:: What the task requires ::
Identify each line below that contains the word "grass", and copy those lines. Case counts.

:: Recorded data ::
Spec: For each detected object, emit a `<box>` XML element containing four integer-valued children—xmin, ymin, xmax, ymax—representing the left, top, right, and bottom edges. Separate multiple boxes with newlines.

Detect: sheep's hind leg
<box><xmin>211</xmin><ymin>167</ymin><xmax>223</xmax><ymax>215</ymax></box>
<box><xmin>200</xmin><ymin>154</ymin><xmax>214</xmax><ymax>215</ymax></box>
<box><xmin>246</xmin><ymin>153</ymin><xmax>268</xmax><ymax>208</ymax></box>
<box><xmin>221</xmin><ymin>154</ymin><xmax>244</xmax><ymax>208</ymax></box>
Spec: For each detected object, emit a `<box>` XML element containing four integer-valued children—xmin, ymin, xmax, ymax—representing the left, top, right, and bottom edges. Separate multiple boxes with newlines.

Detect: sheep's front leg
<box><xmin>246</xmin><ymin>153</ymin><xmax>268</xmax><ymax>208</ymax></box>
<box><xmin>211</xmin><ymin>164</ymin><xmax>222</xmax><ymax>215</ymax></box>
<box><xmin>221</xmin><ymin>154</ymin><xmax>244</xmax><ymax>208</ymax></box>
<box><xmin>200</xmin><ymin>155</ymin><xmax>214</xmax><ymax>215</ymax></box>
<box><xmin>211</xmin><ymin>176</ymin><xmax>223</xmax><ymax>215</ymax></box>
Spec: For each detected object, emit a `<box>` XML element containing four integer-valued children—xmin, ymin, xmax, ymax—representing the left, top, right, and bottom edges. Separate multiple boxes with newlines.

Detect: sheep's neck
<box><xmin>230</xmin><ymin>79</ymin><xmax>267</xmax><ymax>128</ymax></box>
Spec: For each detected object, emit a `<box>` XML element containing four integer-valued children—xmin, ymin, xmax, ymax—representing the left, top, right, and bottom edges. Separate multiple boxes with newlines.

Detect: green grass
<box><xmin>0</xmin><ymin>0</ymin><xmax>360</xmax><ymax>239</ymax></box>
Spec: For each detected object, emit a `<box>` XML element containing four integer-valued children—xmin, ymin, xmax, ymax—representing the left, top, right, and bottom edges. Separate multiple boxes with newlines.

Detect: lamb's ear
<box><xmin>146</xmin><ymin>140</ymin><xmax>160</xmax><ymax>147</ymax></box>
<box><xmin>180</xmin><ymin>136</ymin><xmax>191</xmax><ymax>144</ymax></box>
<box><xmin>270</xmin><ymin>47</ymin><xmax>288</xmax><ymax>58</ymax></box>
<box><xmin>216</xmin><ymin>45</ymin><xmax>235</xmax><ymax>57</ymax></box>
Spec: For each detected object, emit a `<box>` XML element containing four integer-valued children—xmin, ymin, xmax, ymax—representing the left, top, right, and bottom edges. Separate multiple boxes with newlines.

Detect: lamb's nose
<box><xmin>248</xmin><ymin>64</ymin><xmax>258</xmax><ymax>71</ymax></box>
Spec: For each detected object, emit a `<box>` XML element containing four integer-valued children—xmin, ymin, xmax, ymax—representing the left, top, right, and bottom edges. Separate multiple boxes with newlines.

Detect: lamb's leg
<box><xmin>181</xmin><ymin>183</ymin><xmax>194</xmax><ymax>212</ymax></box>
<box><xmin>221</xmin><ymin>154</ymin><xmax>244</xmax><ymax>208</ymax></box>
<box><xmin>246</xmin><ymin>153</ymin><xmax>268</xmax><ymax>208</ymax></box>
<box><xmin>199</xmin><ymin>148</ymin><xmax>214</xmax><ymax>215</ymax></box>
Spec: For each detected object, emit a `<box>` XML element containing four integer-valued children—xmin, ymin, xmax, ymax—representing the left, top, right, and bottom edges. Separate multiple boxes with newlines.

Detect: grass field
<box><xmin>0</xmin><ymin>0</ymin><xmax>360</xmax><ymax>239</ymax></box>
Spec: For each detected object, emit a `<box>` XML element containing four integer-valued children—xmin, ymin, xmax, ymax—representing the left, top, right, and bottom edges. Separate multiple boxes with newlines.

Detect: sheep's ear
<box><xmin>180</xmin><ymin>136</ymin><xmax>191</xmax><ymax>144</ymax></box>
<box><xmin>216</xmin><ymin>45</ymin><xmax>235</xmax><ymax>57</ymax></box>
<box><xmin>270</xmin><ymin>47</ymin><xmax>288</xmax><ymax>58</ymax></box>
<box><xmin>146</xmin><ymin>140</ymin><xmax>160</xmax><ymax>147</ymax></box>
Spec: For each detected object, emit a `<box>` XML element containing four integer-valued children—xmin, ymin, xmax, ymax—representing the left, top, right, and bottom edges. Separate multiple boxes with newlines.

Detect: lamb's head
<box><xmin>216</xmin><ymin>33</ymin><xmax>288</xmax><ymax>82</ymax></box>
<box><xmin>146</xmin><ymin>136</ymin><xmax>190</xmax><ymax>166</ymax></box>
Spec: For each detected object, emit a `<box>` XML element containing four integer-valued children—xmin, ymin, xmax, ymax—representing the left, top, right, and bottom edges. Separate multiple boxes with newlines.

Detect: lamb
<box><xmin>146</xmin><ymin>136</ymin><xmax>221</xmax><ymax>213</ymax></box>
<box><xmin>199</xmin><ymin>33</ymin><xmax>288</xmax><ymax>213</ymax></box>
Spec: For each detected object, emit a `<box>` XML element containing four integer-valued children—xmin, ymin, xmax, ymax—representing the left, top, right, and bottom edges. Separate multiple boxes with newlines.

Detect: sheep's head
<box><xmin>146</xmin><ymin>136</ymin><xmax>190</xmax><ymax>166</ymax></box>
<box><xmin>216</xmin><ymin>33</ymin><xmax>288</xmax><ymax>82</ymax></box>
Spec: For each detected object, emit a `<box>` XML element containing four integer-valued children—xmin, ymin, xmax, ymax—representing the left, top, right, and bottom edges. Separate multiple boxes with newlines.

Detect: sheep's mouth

:: Correct answer ::
Detect: green grass
Detect: grass field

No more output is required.